++++ Supplied records

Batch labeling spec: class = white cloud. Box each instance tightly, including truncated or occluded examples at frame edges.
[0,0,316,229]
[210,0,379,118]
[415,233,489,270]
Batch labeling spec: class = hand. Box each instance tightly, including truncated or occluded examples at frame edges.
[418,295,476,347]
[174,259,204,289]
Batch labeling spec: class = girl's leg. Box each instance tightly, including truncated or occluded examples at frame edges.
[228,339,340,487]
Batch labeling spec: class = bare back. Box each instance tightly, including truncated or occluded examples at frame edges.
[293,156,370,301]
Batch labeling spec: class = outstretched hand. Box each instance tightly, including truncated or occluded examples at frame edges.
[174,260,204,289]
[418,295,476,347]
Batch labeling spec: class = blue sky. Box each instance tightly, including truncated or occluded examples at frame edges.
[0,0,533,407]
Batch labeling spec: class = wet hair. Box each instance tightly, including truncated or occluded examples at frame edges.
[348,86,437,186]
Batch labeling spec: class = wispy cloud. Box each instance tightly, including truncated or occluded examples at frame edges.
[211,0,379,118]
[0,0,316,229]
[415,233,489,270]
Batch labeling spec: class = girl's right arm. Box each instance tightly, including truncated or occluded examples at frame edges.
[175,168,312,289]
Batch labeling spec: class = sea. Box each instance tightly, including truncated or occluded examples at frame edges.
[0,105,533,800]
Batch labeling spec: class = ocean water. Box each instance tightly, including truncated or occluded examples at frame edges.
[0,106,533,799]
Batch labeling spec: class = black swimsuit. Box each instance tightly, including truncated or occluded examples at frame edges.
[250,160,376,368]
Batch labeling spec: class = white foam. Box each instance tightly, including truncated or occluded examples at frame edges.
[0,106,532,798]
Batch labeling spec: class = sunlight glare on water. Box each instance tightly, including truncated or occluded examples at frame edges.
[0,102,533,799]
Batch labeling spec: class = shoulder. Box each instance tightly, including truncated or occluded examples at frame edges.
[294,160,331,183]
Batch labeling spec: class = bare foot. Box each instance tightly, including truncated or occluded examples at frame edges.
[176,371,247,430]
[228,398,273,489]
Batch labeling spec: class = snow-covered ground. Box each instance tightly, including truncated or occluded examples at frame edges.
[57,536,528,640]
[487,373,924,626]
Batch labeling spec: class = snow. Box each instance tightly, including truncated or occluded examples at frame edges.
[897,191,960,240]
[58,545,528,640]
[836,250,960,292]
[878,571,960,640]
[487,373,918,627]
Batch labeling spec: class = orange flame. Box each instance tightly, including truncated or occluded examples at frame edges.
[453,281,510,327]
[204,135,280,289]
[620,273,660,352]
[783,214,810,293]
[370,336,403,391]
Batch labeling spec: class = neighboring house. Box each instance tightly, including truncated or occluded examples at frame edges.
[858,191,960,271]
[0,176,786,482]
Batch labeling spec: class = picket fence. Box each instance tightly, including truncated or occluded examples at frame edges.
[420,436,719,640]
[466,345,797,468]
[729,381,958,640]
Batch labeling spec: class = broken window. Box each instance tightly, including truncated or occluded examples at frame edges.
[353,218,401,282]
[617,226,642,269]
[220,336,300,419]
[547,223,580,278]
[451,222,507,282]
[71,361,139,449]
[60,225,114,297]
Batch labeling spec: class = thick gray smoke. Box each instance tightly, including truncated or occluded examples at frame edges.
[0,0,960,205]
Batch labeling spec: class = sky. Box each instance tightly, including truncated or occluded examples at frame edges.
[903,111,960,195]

++++++++

* _Directions for this task_: Reproduce the data from the line with "Batch labeling spec: class = bare back." through the line with "[0,0,533,407]", inclusive, swapping "outstretched hand" for "extended hand" and changing nothing else. Return only those lines.

* _Result of this exercise_:
Batch labeling spec: class = bare back. Box each instance tightly, including truncated or occluded examples at frame edges.
[293,156,370,301]
Batch labeling spec: class = extended hand. Box each instance tightly, including truncated or occluded examples at frame edges.
[174,260,204,289]
[418,295,476,347]
Batch labeling spec: class = blue sky. Box each instance tightly, including truncated or occluded examples at frame edges.
[0,0,533,407]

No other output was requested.